**WHAT YOU NEED TO DO:** From the line with "Return one point per instance of the chalet" to the line with "Return one point per instance of the haze", output every line below exactly, both ends included. Skip the pictures.

- - - - - - -

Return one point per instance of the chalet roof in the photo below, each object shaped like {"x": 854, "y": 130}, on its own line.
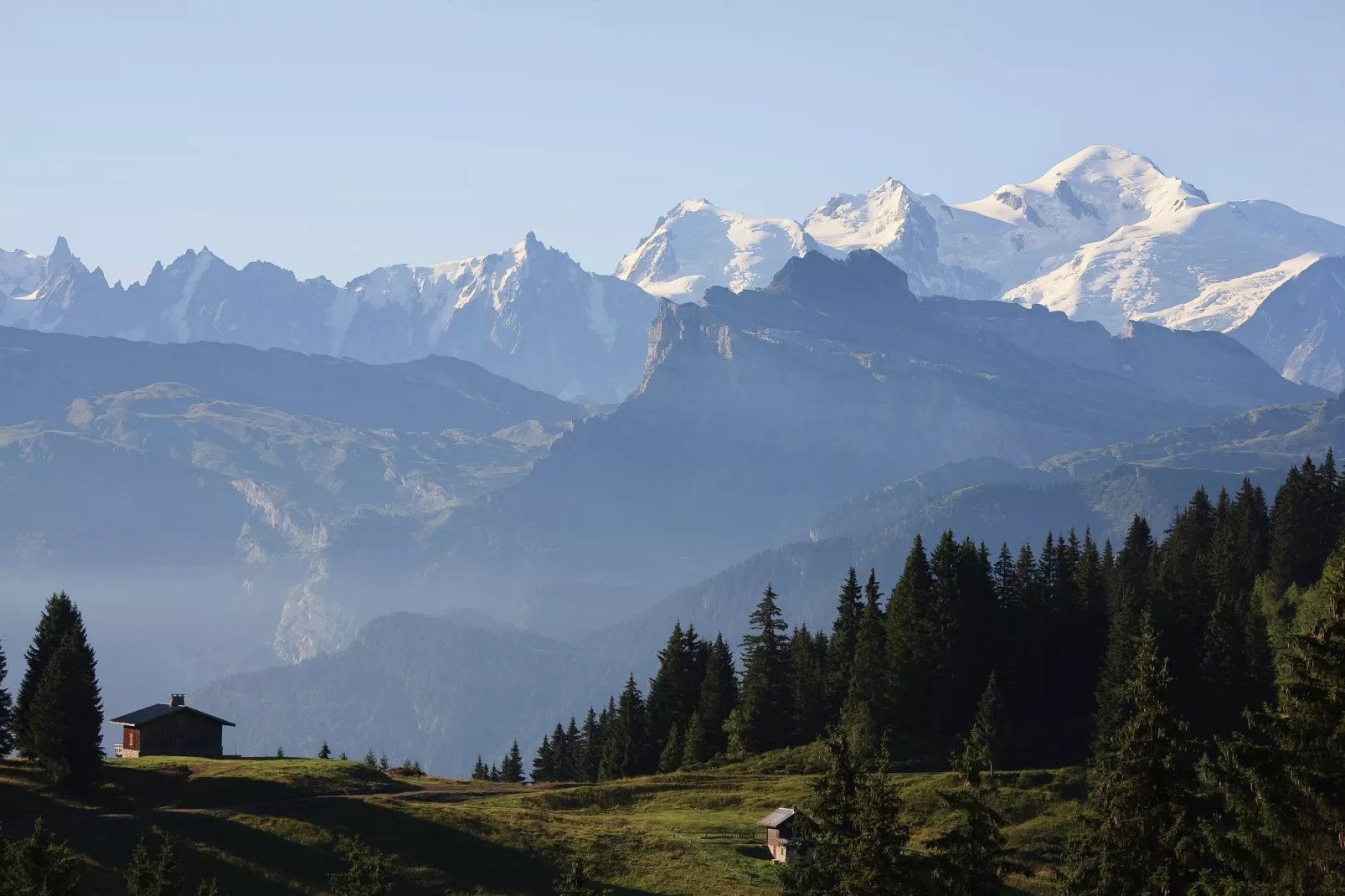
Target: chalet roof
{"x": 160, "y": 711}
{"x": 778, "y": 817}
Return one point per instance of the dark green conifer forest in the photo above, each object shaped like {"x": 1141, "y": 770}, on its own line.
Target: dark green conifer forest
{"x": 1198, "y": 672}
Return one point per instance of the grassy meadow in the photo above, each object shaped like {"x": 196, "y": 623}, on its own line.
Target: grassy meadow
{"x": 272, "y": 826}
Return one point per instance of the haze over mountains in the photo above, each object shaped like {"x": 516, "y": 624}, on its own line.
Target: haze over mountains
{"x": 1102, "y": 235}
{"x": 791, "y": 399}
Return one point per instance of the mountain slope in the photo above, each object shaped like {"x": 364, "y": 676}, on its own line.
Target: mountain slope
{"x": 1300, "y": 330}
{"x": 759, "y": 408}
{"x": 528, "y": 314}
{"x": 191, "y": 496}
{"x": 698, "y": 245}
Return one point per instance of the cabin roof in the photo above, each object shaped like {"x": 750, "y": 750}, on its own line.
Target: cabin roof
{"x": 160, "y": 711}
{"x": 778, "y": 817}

- - - - - - -

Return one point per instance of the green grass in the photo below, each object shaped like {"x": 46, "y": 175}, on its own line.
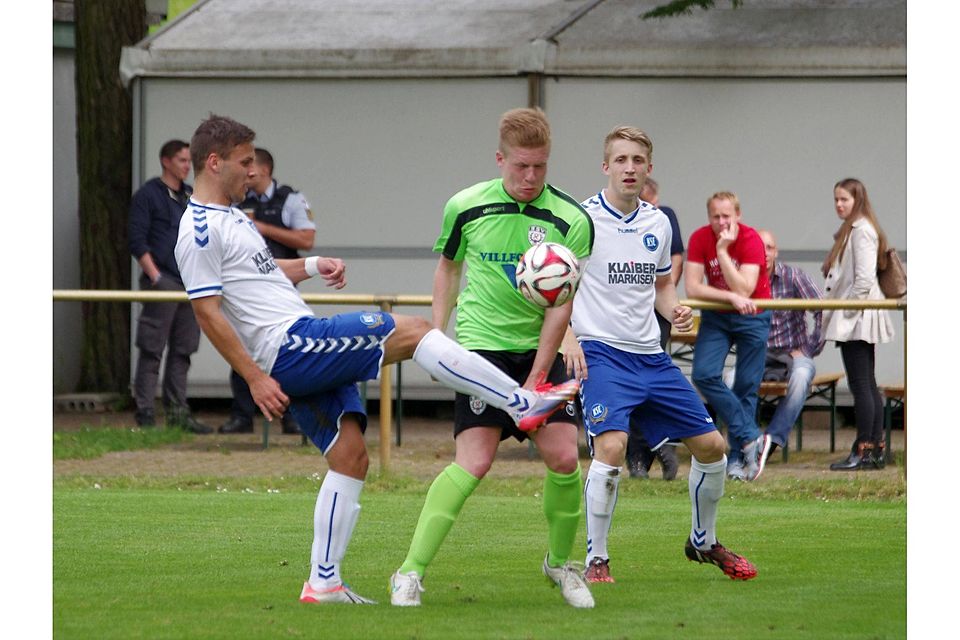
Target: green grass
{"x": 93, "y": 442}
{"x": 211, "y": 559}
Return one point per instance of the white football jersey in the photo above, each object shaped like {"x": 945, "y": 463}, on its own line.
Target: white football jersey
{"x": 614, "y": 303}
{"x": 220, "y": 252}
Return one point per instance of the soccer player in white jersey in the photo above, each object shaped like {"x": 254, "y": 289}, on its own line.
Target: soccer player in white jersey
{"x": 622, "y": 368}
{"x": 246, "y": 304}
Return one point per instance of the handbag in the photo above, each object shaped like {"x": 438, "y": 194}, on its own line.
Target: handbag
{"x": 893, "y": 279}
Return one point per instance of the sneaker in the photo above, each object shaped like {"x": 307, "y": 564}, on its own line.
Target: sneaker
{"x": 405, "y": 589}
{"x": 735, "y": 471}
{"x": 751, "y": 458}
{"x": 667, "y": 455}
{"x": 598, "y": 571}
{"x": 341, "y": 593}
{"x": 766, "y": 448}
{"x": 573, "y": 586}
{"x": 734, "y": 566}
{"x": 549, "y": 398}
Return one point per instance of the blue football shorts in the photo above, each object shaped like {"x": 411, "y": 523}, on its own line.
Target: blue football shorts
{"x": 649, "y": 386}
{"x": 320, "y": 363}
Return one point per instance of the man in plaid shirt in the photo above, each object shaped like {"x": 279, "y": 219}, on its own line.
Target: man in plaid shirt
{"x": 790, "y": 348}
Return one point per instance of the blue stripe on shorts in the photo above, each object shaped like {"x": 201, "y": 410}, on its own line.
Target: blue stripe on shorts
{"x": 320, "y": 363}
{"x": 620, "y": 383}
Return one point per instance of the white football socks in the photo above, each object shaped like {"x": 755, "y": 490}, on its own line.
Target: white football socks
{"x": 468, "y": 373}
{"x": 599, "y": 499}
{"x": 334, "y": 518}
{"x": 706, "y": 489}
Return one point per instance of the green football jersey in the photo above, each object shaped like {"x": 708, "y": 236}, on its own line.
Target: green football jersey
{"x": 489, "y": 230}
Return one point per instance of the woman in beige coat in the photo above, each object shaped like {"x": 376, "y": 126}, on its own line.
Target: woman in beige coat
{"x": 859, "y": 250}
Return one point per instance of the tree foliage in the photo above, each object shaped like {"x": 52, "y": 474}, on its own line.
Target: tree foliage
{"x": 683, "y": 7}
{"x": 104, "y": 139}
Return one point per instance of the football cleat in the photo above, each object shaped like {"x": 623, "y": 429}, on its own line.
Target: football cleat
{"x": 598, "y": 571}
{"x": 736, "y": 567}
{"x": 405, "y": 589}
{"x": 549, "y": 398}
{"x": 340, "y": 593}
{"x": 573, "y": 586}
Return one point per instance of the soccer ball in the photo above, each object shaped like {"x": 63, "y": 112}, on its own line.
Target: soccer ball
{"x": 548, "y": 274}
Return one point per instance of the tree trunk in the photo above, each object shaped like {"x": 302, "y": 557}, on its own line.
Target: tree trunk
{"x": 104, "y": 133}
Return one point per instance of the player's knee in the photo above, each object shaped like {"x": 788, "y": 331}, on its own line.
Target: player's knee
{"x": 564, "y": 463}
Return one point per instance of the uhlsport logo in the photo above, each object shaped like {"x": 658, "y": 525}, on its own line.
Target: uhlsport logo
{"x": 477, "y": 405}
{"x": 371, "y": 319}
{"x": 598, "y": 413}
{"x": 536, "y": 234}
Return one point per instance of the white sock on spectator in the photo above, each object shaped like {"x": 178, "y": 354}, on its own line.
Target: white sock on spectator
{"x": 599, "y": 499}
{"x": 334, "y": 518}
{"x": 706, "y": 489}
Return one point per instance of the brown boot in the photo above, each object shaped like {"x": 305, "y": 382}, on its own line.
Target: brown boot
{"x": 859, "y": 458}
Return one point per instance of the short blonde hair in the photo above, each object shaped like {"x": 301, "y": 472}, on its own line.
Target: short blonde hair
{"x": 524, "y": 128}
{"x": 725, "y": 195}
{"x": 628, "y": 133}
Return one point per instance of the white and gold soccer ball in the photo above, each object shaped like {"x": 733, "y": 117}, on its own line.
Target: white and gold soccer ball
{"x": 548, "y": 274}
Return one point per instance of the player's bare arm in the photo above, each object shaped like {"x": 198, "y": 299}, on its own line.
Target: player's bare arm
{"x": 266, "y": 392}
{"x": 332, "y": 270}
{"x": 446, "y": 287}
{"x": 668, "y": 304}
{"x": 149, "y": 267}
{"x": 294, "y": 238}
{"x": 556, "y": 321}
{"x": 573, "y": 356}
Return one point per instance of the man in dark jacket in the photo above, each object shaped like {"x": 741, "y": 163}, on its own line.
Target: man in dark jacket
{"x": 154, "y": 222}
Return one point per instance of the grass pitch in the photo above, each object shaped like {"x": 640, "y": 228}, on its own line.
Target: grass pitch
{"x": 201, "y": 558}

- - - - - - -

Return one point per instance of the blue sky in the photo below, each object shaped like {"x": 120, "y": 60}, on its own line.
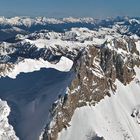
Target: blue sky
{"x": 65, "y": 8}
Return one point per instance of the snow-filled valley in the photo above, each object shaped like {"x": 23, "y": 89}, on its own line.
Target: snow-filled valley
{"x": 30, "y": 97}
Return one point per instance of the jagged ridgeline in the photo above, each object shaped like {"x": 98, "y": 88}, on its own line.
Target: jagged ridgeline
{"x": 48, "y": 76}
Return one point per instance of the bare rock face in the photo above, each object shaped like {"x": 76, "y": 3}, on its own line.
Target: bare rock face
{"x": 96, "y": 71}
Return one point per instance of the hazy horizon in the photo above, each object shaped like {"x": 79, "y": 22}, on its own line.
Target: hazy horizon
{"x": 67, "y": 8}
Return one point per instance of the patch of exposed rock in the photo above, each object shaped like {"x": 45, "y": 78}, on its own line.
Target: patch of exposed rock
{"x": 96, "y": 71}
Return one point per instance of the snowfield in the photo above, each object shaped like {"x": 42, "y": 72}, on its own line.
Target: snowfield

- - - - - - -

**RESPONSE AREA:**
Return one point per instance of the chalet roof in the photo below, each object shaped like {"x": 854, "y": 130}, on its own line.
Target: chalet roof
{"x": 160, "y": 711}
{"x": 778, "y": 817}
Return one point per instance of the dark green conifer forest in the photo above, each object shaped like {"x": 1141, "y": 770}, on its own line.
Target: dark green conifer forest
{"x": 1198, "y": 672}
Return one point per instance of the grassy meadow in the photo above, each object shaped like {"x": 196, "y": 623}, on its own line.
Target: grassy meadow
{"x": 272, "y": 826}
Return one point per instance of the haze over mountains in the photo above, each object shaped like {"x": 516, "y": 624}, on its own line.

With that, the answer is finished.